**Selected passage**
The other people Peter PMed being enmeshed in institutions would probably disagree with this.
I think about the changing role of leadership of these large ensembles that I have witnessed personally and read about. Conductor-less orchestras or any ensemble excite and interest me. I know, being a conductor of a church choir most of my life, that my approach has evolved and is very different from the way choirs were being conducted in the last century.
The New Reading Environment | Issue 32 | n+1
This is a weird little article I stumbled across. I found its perspective and observations very interesting.
New Grub Street – Wikipedia
It helped while reading “The New Reading Environment” link to find out that the authors (the editors) quoted from an 19th century author I had never heard of.
NYTimes: I Am Part of the Resistance Inside the Trump Administration
You’ve probably already heard about this, but I bookmarked it so that I could use my browser to read the comments which refused to come up on my tablet.
This article and the Woodward book (not yet released but see the next link to a review) both do not surprise me in their depiction of what’s happening. Rather they confirm many of my and other’s suspicions.
NYTimes: In ‘Fear,’ Bob Woodward Pulls Back the Curtain on President Trump’s ‘Crazytown’
I’m not a huge fan of Woodward’s. I have read a few books by him. I’ll probably read this one.

**Aim 1**
Quote the blog post from "NYTimes: I Am" to "on my tablet.".
The blog post and the records come from separate, unrelated sources.

**Given entries**
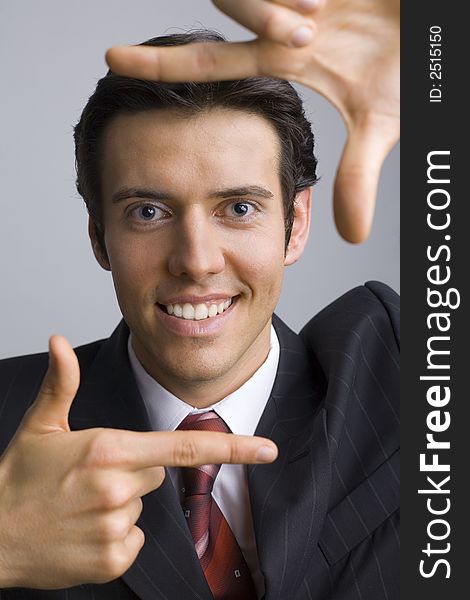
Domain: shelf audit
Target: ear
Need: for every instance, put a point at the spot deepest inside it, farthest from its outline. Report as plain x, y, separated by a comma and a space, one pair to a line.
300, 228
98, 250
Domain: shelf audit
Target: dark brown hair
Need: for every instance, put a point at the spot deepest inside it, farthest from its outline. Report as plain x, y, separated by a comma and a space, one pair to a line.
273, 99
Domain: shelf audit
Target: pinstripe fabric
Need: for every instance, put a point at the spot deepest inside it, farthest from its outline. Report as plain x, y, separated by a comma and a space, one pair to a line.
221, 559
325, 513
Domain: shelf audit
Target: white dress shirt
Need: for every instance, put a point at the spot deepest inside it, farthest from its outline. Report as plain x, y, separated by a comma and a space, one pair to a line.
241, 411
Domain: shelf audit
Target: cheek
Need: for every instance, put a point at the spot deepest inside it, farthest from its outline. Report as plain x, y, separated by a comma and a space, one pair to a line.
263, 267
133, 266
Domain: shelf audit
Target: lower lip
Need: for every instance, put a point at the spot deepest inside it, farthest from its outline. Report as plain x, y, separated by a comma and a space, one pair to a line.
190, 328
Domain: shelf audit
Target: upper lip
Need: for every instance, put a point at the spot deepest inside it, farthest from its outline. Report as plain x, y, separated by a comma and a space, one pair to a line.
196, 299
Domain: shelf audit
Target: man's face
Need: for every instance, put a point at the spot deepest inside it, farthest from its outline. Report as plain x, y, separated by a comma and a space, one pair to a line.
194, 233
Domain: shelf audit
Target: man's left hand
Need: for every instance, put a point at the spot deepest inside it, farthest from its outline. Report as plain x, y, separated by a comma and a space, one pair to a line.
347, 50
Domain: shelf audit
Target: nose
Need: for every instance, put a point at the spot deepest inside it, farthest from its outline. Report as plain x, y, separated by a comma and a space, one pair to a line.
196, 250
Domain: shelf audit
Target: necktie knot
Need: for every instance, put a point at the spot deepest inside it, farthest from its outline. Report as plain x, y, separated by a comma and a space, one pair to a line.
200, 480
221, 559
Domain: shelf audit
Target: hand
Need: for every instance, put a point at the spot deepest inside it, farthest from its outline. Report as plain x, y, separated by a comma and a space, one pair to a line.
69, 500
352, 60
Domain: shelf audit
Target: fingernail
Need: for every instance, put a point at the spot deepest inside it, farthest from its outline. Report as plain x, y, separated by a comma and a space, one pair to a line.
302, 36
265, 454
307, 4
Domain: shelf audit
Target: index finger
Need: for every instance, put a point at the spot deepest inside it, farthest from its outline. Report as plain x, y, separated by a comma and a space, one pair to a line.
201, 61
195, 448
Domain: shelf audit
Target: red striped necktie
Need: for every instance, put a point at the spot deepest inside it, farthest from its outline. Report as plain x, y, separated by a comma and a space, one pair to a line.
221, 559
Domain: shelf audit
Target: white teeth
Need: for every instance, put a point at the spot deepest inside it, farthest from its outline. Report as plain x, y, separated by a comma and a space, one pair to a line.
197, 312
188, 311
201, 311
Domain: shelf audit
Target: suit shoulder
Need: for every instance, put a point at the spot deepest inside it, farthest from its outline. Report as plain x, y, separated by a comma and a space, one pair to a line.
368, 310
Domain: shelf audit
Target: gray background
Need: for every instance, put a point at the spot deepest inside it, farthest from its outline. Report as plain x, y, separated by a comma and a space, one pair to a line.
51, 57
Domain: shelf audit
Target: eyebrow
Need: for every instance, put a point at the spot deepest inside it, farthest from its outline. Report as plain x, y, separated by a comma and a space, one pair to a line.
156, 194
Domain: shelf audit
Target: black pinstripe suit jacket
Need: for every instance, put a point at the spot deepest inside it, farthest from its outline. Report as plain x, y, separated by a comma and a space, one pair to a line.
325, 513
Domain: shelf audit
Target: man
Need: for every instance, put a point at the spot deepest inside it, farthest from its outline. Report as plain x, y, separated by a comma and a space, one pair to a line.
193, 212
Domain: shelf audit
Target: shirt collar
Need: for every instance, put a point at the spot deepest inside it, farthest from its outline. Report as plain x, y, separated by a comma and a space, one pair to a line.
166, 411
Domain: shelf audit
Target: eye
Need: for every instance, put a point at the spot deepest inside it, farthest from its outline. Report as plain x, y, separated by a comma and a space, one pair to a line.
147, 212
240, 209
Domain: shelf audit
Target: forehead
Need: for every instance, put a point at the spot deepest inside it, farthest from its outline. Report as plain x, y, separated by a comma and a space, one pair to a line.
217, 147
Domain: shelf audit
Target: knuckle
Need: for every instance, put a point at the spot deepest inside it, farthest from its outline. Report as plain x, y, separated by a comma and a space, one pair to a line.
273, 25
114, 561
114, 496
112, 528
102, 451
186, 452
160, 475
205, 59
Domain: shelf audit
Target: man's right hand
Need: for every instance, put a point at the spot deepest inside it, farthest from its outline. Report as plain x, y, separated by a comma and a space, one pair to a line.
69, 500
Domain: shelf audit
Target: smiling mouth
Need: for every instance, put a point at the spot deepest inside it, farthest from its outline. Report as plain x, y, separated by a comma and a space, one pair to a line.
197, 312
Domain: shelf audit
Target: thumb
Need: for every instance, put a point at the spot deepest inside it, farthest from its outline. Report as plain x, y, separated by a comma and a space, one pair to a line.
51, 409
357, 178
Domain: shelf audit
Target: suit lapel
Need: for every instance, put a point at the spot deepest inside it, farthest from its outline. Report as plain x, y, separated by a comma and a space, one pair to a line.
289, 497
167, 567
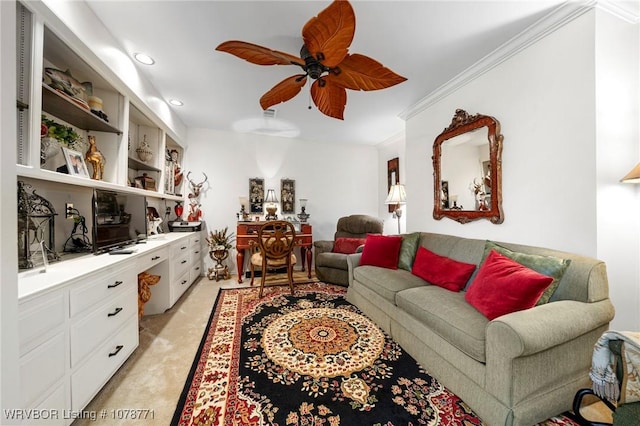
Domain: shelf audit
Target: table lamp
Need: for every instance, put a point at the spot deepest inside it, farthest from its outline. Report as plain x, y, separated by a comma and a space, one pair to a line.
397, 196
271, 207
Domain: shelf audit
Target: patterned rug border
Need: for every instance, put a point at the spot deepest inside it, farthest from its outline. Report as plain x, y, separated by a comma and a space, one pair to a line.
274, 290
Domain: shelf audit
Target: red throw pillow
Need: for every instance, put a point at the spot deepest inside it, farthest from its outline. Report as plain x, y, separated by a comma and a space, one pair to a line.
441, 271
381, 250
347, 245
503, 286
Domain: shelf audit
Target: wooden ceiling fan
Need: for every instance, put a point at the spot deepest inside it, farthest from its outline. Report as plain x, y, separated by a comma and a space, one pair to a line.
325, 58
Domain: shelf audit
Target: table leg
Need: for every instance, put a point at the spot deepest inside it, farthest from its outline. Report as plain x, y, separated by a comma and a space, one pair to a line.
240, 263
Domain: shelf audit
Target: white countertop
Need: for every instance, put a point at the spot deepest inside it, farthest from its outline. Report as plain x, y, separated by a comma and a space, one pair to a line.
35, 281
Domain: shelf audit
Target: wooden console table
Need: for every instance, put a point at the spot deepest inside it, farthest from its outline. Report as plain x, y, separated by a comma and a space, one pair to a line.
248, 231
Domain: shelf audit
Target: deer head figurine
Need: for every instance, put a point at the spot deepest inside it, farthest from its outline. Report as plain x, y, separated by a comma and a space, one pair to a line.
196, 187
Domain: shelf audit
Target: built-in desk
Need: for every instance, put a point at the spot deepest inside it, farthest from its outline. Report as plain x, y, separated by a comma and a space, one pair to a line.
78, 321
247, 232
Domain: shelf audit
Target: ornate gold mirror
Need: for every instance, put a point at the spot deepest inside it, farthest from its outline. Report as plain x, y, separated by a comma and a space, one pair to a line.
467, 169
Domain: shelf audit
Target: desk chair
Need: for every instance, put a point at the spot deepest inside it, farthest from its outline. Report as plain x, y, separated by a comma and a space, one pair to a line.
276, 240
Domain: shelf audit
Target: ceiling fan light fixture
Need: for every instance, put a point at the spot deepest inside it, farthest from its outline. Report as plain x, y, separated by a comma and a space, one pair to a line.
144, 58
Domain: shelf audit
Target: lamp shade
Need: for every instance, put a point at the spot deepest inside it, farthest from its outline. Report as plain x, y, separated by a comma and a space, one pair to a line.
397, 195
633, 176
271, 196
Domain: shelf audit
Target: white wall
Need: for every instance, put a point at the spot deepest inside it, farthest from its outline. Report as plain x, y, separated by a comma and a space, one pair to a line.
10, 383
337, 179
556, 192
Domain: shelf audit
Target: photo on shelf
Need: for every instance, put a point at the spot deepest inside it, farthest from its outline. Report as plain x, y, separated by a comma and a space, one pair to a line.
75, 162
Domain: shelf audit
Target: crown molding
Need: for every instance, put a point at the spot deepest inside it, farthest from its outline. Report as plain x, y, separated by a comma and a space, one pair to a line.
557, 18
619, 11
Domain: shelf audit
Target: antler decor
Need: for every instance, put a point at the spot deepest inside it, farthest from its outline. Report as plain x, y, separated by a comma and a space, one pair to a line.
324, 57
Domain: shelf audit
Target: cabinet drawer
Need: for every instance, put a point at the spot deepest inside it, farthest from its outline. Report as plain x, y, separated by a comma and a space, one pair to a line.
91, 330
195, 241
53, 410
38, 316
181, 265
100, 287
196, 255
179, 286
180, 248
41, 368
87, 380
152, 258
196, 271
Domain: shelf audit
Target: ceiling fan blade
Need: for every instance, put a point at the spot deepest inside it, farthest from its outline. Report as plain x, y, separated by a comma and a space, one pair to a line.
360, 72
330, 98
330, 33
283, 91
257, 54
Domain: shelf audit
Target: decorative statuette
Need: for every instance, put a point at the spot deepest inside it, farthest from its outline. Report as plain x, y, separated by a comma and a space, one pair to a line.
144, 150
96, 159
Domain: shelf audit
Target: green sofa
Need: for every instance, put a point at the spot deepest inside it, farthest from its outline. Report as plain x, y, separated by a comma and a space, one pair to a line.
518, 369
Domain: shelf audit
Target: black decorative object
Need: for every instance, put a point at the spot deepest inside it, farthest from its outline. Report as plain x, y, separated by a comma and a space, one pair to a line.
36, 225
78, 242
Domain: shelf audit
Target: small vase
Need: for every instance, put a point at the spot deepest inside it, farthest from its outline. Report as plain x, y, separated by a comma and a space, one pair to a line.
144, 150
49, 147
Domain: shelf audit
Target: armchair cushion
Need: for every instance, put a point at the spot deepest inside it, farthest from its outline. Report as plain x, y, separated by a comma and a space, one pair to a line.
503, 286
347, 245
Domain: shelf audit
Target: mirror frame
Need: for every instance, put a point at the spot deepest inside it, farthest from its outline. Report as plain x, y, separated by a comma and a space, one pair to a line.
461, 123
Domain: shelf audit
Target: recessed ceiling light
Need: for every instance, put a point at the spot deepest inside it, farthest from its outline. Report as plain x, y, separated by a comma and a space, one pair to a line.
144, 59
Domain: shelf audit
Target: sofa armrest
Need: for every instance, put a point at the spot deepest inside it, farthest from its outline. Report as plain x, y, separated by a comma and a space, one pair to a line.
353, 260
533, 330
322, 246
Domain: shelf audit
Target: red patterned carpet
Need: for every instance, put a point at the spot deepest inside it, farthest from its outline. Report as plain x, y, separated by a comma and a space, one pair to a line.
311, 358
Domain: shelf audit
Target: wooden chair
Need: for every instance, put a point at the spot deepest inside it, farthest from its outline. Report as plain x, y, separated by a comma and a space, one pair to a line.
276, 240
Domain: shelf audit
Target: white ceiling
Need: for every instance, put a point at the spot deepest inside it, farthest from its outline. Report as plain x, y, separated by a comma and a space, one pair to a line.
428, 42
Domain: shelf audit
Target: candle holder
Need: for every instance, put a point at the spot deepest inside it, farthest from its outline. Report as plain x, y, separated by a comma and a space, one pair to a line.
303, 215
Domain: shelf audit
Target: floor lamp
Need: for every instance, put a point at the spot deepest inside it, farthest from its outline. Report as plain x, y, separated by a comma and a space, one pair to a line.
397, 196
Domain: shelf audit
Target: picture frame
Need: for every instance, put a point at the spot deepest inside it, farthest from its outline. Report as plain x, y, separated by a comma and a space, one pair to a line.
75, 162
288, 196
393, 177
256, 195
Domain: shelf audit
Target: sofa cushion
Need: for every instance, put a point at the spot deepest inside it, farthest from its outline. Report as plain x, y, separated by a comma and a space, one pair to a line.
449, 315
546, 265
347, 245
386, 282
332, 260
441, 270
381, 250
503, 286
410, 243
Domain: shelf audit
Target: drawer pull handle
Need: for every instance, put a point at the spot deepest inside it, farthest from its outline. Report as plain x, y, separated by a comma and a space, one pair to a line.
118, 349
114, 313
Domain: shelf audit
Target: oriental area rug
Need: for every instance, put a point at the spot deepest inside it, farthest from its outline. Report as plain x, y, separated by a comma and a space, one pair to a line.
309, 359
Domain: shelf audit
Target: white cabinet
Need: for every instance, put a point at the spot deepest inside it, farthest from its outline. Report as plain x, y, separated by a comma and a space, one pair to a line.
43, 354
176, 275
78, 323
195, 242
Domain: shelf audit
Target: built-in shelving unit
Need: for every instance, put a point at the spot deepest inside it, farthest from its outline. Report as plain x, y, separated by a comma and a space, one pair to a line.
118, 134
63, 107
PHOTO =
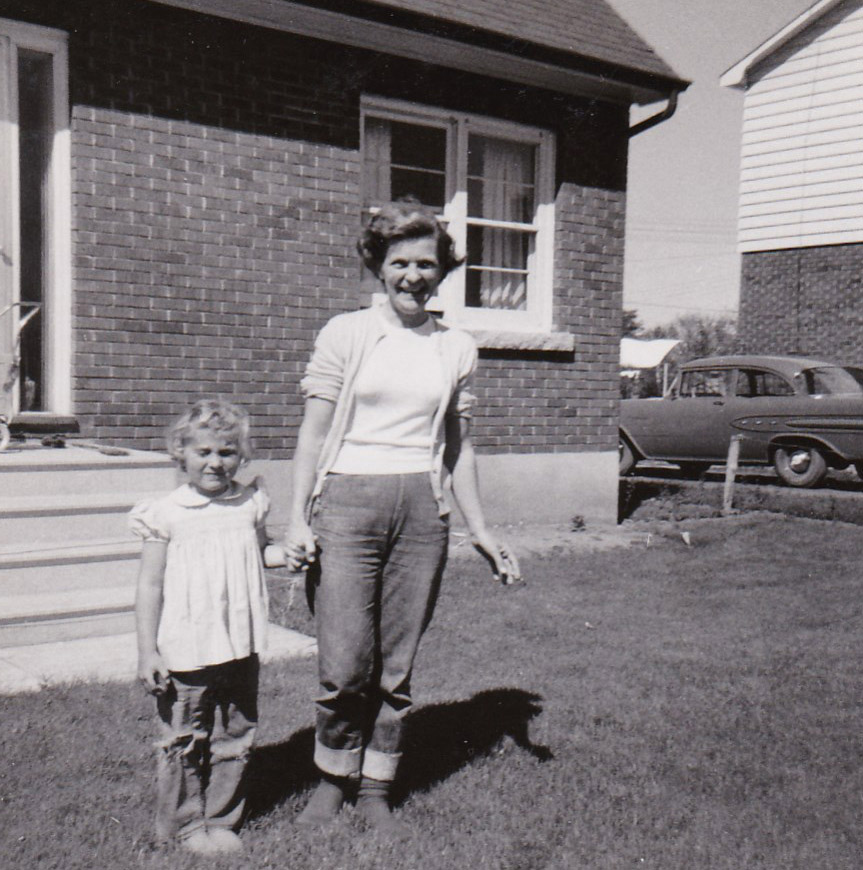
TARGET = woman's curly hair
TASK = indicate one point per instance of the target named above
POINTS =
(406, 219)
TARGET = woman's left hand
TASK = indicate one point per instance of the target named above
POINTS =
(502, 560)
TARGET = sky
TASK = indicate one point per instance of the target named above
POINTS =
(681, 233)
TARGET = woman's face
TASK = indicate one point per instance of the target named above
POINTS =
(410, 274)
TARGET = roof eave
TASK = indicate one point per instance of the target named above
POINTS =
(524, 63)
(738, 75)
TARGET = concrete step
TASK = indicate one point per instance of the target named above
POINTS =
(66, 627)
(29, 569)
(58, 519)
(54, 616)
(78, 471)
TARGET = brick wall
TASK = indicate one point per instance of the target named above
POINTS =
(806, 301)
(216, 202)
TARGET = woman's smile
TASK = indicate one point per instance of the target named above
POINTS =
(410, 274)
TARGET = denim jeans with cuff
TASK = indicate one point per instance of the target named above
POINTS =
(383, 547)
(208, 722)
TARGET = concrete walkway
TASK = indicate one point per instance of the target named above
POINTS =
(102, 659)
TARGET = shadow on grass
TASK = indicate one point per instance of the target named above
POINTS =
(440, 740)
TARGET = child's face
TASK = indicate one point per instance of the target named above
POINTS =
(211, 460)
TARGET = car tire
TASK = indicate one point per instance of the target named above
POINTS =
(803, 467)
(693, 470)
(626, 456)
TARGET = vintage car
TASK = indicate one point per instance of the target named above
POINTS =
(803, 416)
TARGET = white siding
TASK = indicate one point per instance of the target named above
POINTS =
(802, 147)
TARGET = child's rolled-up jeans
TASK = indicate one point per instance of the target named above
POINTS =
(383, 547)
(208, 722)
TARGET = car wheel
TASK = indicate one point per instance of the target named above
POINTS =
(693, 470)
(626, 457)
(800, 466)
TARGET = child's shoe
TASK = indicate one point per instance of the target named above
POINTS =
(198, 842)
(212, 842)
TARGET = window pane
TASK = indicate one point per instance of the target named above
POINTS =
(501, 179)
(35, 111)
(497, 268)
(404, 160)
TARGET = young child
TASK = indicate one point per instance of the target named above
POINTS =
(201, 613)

**Aim 2**
Rewrite the records from the line with "TARGET = vintage car" to the end of the records, replacing "child's shoe" with "child's sneaker" and leaving everything else unchanged.

**Right answer 1**
NYTimes: I Am Part of the Resistance Inside the Trump Administration
You’ve probably already heard about this, but I bookmarked it so that I could use my browser to read the comments which refused to come up on my tablet.

**Right answer 2**
TARGET = vintage car
TASK = indicate one point per instance of the target named above
POINTS =
(803, 416)
TARGET = white siding
TASK = indicate one point per instance of the target named above
POINTS =
(802, 147)
TARGET = child's rolled-up jeans
TASK = indicate one point per instance of the target named above
POINTS =
(383, 547)
(208, 722)
TARGET = car wheel
TASK = indicate one point per instance of the target named above
POINTS =
(693, 470)
(626, 457)
(800, 466)
TARGET = child's sneaker
TASK = indicate one point per instance of the target named above
POINTS =
(198, 842)
(212, 842)
TARGET = window pane
TASK = indicate one point per instance of the target named above
POINTS =
(501, 179)
(35, 111)
(497, 268)
(404, 160)
TARGET = young child
TASK = indicate one point per instance of the target named above
POINTS =
(201, 613)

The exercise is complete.